AIM OF THE EXERCISE> Arrange the lines below as a two-column CSV with the headers "input" and "output", one row for each line, placing its text and its answer each in a single quoted field with line breaks converted to spaces. Omit the pictures.

Labeling and segmentation lines
○ ○ ○ ○ ○ ○ ○

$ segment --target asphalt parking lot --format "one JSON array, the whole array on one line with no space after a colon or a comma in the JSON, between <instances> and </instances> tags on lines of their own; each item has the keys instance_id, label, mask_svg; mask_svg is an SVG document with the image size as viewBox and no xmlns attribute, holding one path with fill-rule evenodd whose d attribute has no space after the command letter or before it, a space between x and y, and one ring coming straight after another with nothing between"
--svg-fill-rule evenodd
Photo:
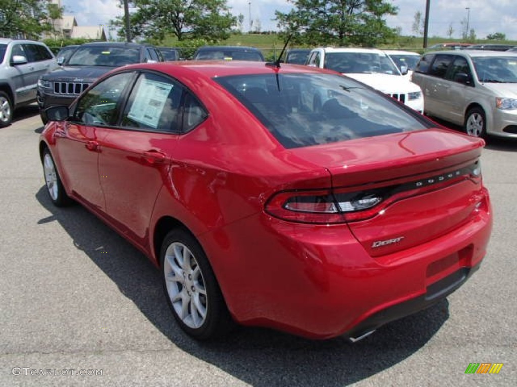
<instances>
[{"instance_id":1,"label":"asphalt parking lot","mask_svg":"<svg viewBox=\"0 0 517 387\"><path fill-rule=\"evenodd\" d=\"M145 256L80 206L52 206L42 130L36 105L0 129L0 385L517 385L517 141L484 151L492 239L446 300L354 345L250 328L207 344L176 327Z\"/></svg>"}]
</instances>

○ ○ ○ ○ ○ ○ ○

EXERCISE RESPONSE>
input,output
"$ segment --target asphalt parking lot --format ""one JSON array, the whole array on one line with no space after a colon or a comma in the JSON, between <instances> and </instances> tags on lines of their own; each item has the keys instance_id, label, mask_svg; mask_svg is an SVG document with the image size as viewBox and no xmlns attribute, holding one path with fill-rule evenodd whose d attribute has no space after the command letter or before it, a space between x and y, and one ring coming straight after another with nothing between"" --svg-fill-rule evenodd Photo:","<instances> [{""instance_id"":1,""label"":""asphalt parking lot"",""mask_svg"":""<svg viewBox=\""0 0 517 387\""><path fill-rule=\""evenodd\"" d=\""M145 256L80 206L52 206L42 130L36 105L0 129L0 385L517 385L517 141L484 151L492 239L446 300L354 345L250 328L207 344L176 327Z\""/></svg>""}] </instances>"